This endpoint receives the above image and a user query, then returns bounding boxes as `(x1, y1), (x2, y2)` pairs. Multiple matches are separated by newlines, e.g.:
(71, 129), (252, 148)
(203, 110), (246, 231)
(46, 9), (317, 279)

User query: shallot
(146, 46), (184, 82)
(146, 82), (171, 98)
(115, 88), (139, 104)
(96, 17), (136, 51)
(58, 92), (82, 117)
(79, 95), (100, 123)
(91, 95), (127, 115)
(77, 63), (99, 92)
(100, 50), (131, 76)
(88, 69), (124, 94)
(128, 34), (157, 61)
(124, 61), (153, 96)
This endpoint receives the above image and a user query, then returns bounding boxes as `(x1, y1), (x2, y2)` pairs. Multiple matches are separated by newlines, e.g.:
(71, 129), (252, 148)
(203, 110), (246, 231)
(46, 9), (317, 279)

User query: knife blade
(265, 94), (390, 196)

•••

▸ **Task description**: Write each line of the data down again exactly as it reads.

▸ **Answer area**:
This endpoint receives the above image and a user query, then returns bounding boxes as `(x1, y1), (x2, y2)` pairs. Multiple matches are separated by newlines, e.g.:
(71, 129), (252, 148)
(203, 110), (246, 231)
(46, 9), (317, 279)

User query: shallot
(146, 46), (184, 82)
(146, 82), (171, 98)
(115, 88), (139, 104)
(96, 17), (136, 51)
(58, 92), (82, 117)
(79, 95), (100, 123)
(91, 95), (127, 115)
(77, 63), (99, 92)
(100, 50), (131, 76)
(88, 69), (124, 94)
(128, 34), (157, 61)
(124, 61), (153, 96)
This endpoint receives the above image and a user query, then returns bounding boxes as `(x1, y1), (x2, y2)` pairs. Multiple matches are separated by newlines, e.g.:
(71, 129), (252, 148)
(203, 110), (246, 231)
(46, 9), (317, 279)

User query: knife blade
(265, 94), (390, 196)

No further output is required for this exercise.